▶ _Task instructions_
From the passage on Gordillo's aviation history, pull out word for word the stretch that opens with the words containing "After he completed" and closes with "Air Force pilot.".

Gordillo developed an interest in model airplanes, first with U-Line models, with .15 engines (combat and aerobatics). He entered the Aeromodelling School. He moved on to free flight models. First gliders and then powered models called FAI F1C (International Aeronautics Federation: F1 stands for free flight and C fuel powered engines) He also flies F1B, rubber powered models.
After he completed the Baccalaureate, he entered the Spanish Air Force Academy selection group after passing a public examination. Gordillo spent one year at Granada waiting for a chance to become an Air Force pilot.

Gliders
While in the Spanish Air Force, Gordillo was able to attend glider school at Jerez.
Gordillo received his initial glider instruction at Monflorite in Huesca, Spain. He flew the Blaník type glider for three or four flights and then upgraded to the Pirate type glider. For flight number 8 he flew for 5.5 hours and qualified for Silver C. On flight 9 he achieved Silver C distance and altitude and finally flew for flight number 10, to actually receive the C glider rating together with the Silver C glider rating, something that no one had ever achieved in Spain.

Kit planes
Ever since Gordillo was in the Air Force Academy, he wanted to build his own airplane. Not until he became a commercial airline pilot was Gordillo able to build his first real aircraft, the Denny Kitfox IV. The Kitfox was powered by an 80-horsepower (60 kW) Rotax 912. A good aircraft to fly slow and low. The next plane he built was a Dyn'Aéro MCR01 aircraft with a Rotax 912S engine. The most recent aircraft built was a Van's Aircraft RV-8.

Circumnavigational flights

Madosh
The idea of "Madosh" (a portmanteau of the Madrid to Oshkosh flight) came about in 1996, since Gordillo wanted to fly into Oshkosh, Wisconsin for EAA AirVenture Oshkosh. Oshkosh is known as the Mecca of experimental aircraft builders. His plan was to take a different approach and fly eastward, into the sun, instead of flying west, from Spain. The Spanish Air Force and Iberia Airlines provided him support and sponsorship, and the dream became reality in 1998.

▶ _Recorded data_
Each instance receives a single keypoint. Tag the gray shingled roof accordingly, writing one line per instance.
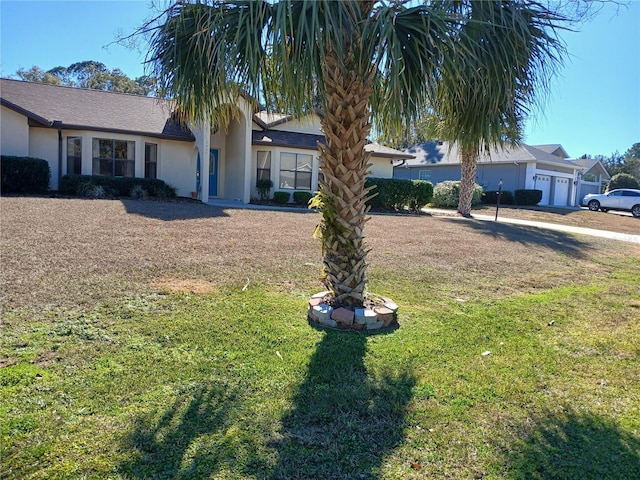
(84, 109)
(438, 153)
(308, 141)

▶ _Worked solution_
After he completed the Baccalaureate, he entered the Spanish Air Force Academy selection group after passing a public examination. Gordillo spent one year at Granada waiting for a chance to become an Air Force pilot.